### [THE PROBLEM]
From the listing below, reproduce word for word the part that opens with the line containing "drop one pin per instance, shaped like <point>524,268</point>." and closes with the line containing "drop one pin per instance, shaped like <point>34,50</point>."; reproduce nothing else.

### [MATERIAL FOR THIS TASK]
···

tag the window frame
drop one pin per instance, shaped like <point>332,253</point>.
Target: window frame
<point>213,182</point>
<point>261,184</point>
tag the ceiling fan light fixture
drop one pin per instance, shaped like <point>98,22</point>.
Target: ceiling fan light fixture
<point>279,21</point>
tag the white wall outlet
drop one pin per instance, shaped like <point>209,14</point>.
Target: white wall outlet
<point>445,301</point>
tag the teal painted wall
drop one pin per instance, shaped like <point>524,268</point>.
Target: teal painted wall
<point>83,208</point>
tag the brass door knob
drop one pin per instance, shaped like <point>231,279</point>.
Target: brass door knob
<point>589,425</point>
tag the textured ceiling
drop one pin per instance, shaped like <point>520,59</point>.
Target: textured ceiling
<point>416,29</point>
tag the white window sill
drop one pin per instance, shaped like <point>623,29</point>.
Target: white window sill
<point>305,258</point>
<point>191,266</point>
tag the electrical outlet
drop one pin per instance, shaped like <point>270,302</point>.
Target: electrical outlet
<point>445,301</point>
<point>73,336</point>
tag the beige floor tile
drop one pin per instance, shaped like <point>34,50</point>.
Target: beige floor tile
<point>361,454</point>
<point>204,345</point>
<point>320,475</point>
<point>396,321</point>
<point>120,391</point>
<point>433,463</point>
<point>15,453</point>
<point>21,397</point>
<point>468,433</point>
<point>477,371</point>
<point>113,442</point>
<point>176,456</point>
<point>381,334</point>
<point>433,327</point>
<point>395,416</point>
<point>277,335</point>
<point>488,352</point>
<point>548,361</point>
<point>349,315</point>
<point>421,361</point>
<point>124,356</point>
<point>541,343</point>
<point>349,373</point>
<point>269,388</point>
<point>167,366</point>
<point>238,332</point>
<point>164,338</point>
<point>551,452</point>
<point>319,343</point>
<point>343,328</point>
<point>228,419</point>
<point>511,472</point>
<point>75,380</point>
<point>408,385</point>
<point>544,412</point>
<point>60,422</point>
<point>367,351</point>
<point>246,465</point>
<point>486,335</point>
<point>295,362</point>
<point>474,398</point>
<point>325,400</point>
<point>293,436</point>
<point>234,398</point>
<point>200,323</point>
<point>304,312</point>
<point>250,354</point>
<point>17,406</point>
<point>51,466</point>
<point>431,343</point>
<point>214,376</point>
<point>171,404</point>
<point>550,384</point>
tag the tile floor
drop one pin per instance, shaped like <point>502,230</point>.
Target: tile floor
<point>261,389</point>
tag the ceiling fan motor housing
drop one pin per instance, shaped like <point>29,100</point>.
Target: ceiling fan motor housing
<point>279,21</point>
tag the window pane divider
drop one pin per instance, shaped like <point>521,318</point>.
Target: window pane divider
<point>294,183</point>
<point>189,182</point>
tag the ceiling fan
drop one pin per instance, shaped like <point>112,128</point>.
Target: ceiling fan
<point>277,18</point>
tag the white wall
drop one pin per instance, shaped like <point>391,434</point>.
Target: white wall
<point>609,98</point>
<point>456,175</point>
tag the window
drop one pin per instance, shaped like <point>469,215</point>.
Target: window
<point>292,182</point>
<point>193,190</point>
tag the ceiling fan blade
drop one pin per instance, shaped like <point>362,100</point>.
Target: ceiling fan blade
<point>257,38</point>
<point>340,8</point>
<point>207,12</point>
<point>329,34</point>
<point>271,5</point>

···

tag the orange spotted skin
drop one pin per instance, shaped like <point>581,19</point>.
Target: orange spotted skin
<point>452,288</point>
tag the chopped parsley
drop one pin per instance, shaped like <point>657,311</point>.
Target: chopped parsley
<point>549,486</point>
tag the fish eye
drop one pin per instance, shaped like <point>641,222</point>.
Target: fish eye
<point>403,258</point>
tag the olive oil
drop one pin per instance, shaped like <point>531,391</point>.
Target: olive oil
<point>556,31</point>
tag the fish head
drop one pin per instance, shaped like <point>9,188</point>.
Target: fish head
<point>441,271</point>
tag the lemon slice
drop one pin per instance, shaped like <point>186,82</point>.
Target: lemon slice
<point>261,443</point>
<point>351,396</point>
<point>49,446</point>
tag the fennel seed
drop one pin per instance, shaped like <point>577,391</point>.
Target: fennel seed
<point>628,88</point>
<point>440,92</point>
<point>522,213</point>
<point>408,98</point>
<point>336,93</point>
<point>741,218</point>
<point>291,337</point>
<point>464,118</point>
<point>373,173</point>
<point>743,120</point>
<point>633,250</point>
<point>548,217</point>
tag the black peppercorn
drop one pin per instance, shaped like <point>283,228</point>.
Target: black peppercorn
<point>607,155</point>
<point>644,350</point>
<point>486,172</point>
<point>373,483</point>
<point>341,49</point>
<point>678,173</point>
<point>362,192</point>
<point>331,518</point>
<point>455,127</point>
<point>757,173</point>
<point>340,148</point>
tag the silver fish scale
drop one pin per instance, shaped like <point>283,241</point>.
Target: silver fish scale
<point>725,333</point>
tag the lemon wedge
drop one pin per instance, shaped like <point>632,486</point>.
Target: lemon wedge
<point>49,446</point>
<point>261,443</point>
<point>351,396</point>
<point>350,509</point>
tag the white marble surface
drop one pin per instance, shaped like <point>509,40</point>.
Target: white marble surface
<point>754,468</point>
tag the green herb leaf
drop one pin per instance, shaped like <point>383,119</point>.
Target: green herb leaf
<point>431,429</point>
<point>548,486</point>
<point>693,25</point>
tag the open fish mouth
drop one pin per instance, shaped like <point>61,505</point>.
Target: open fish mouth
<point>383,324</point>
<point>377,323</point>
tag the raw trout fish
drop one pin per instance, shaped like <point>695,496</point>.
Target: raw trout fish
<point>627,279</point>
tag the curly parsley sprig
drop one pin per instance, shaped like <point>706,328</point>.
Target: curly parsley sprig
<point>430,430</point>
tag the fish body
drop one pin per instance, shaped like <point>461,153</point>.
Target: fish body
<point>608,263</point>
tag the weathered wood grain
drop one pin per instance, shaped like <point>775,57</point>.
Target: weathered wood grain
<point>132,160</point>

···

### [SOLUTION FOR THIS EXERCISE]
drop one pin per instance, shaped like <point>524,268</point>.
Target: teal painted wall
<point>83,208</point>
tag the brass door knob
drop one pin per instance, shaped like <point>231,279</point>.
Target: brass door knob
<point>589,425</point>
tag the textured ceiling
drop one pin per instance, shaped like <point>520,59</point>.
Target: textured ceiling
<point>416,29</point>
tag the white window sill
drop one pin per instance, shaped like <point>623,29</point>.
Target: white window sill
<point>305,258</point>
<point>191,266</point>
tag the electrical outlet
drop one pin per instance, shaped like <point>270,302</point>.
Target: electrical outlet
<point>445,301</point>
<point>73,336</point>
tag the beige floor tile
drop one pin per instance, shaped like <point>34,50</point>.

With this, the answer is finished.